/---

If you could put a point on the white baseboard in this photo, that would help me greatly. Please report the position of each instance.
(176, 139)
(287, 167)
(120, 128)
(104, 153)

\---

• The problem
Each line above should appear again, reproduced exactly.

• Response area
If you could put a point on the white baseboard in this photo, that would help me greatly. Please report the position of each instance.
(176, 139)
(287, 167)
(120, 128)
(104, 153)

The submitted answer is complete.